AUFGABE A>
Schreiben Sie aus dem Textauszug über die Magdeburger Bombennacht die Stelle zwischen „Ältere Nachbarn erinnern“ und „lang nicht schlafen.“ einschließlich wortgetreu ab.
AUFGABE B>
Beantworten Sie zum Textauszug über die Magdeburger Bombennacht diese Fragen:
(i) In welcher Himmelsrichtung war der Himmel in den Bombennächten hell?
(ii) Wo ist der getroffene, brennende Bomber abgestürzt?
(iii) In welcher Straße wohnte Margot Müller mit ihrer Familie?
╭─ TEXTAUSZUG
Heimatgeschichte Die Magdeburger Bombennacht vom 16. Januar 1945
Wie die Menschen eines kleinen Dorfes am Rand der Börde sie erlebten.
Klein Bartensleben. Wenn im Januar eines jeden Jahres die Volksstimme an die Zerstörung Magdeburgs in der Bombennacht vom 16. Januar 1945 erinnert, fallen mir die Erzählungen meiner Großmutter ein. Wie sie, immer tief bewegt, davon gesprochen hat, dass der Himmel im Südosten in den Bombennächten hell vom Schein des Flammenmeeres war; dass die Bomber an vielen Tagen und in vielen Nächten über unser Dorf zum Angriff auf die Stadt geflogen sind.
Ältere Nachbarn erinnern sich noch heute, wie einmal ein getroffener, brennender Bomber so dicht über die Dächer von Klein Bartensleben geflogen ist, dass sie meinten, er würde die Schornsteine streifen. Abgestürzt ist er auf der Hochfläche Richtung Ostingersleben und der kleine Martin W., der mit der Dorfjugend unbedingt zur Absturzstelle wollte, konnte nach dem Anblick der verbrannten Besatzungsmitglieder Nächte lang nicht schlafen.
Enge Freundschaft mit Margot Müller
Ein deutsches Jagdfleugzeug stürzte im Sommer 1944 in ein Wäldchen am Jakobsbusch. Meine Großmutter musste nicht um Angehörige in Magdeburg bangen, aber sie war immer in Sorge wegen einer jungen Frau, die ihr sehr ans Herz gewachsen war. Sie hieß Margot Müller und wohnte mit ihrer Familie in der Rotekrebsstraße 25 in der Altstadt von Magdeburg. Die Namensgleichheit war rein zufällig.
╰─
╭─ ROHDATEN
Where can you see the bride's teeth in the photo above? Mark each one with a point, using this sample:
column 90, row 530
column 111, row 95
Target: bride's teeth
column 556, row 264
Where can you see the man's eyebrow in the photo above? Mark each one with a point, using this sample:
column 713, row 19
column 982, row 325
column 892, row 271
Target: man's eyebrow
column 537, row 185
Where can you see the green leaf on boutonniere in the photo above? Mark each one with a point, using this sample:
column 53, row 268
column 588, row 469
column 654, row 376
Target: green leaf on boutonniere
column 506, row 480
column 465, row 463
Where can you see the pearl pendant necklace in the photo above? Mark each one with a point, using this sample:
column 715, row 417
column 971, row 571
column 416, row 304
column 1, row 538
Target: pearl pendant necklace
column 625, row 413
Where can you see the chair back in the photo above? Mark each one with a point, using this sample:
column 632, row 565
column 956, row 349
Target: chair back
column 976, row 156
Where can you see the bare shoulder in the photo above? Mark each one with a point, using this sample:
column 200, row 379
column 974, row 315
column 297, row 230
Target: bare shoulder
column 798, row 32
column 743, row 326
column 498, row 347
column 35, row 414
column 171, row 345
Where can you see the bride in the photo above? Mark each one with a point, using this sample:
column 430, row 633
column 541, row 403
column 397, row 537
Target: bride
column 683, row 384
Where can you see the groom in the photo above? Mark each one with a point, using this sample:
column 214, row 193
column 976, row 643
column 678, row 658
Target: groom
╰─
SCHRIFTLICHE ANTWORT A>
Ältere Nachbarn erinnern sich noch heute, wie einmal ein getroffener, brennender Bomber so dicht über die Dächer von Klein Bartensleben geflogen ist, dass sie meinten, er würde die Schornsteine streifen. Abgestürzt ist er auf der Hochfläche Richtung Ostingersleben und der kleine Martin W., der mit der Dorfjugend unbedingt zur Absturzstelle wollte, konnte nach dem Anblick der verbrannten Besatzungsmitglieder Nächte lang nicht schlafen.

SCHRIFTLICHE ANTWORT B>
(i) Im Südosten.
(ii) Auf der Hochfläche Richtung Ostingersleben.
(iii) In der Rotekrebsstraße 25 in der Altstadt von Magdeburg.